> Direction 1
Answer these from the market review below, please:
(a) At what level did the MSCI Asia Pacific Index end?
(b) How many shares traded on the KLCI, compared with Monday's volume?
(c) How many gainers and losers made up the market breadth?
> Direction 2
Carry on the market review below from its last sentence.

> Article
┄┄┄┄┄┄

Market review
- Led by higher China and Japan markets after the release of solid US manufacturing numbers, the MSCI Asia Pacific Index (MXAP) inched up 0.4-pt to 140.4 amid stabilizing economic data from China as well as better-than-expected Japan’s Markit PMI manufacturing report and smaller than-expected fall in exports data.
- After a 7.8 pts rise post Budget 2017 on 24 Oct, KLCI ended flat after hovering in a tight 1673.2-1679 band as investors locked in gains post Budget 2017. Trading volume decreased to 1.43bn shares against Monday’s 1.64bn shares while market breadth was negative with 334 gainers as compared to 422 losers.

┄┄┄┄┄┄

> Given material
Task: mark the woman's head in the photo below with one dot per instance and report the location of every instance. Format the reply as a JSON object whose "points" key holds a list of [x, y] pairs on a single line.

┄┄┄┄┄┄

> Output 1
(a) 140.4
(b) 1.43bn shares, compared with 1.64bn shares on Monday
(c) 334 gainers and 422 losers

> Output 2
- The Dow continued its tight range bound pattern ahead of the widely-watched FOMC meeting (1-2 Nov) and US presidential election (8 Nov) as the index fell 53 pts to 18169. Sentiment was dampened by mixed forecasts from industry giants (i.e. 3M, Caterpillar, GM and Apple), sluggish consumer confidence and falling oil prices ahead of weekly EIA inventory data (tonight). Verbal squabbles among between OPEC members also created uncertainty about a potential output cut.
Technical view
Must stay above 1675 to drive CI higher
- We reiterate our view that only a decisive break above immediate resistance of 1675 (19 July high) will trigger a resumption of rally to retest the 1684 (61.8% FR), 1692 (8 Sep high) and 1700 psychological barriers. Failure to do so will witness KLCI to continue engaging in sideways consolidation mode with key supports at 1657 (38.2% FR) and 1645 (20 Sep low).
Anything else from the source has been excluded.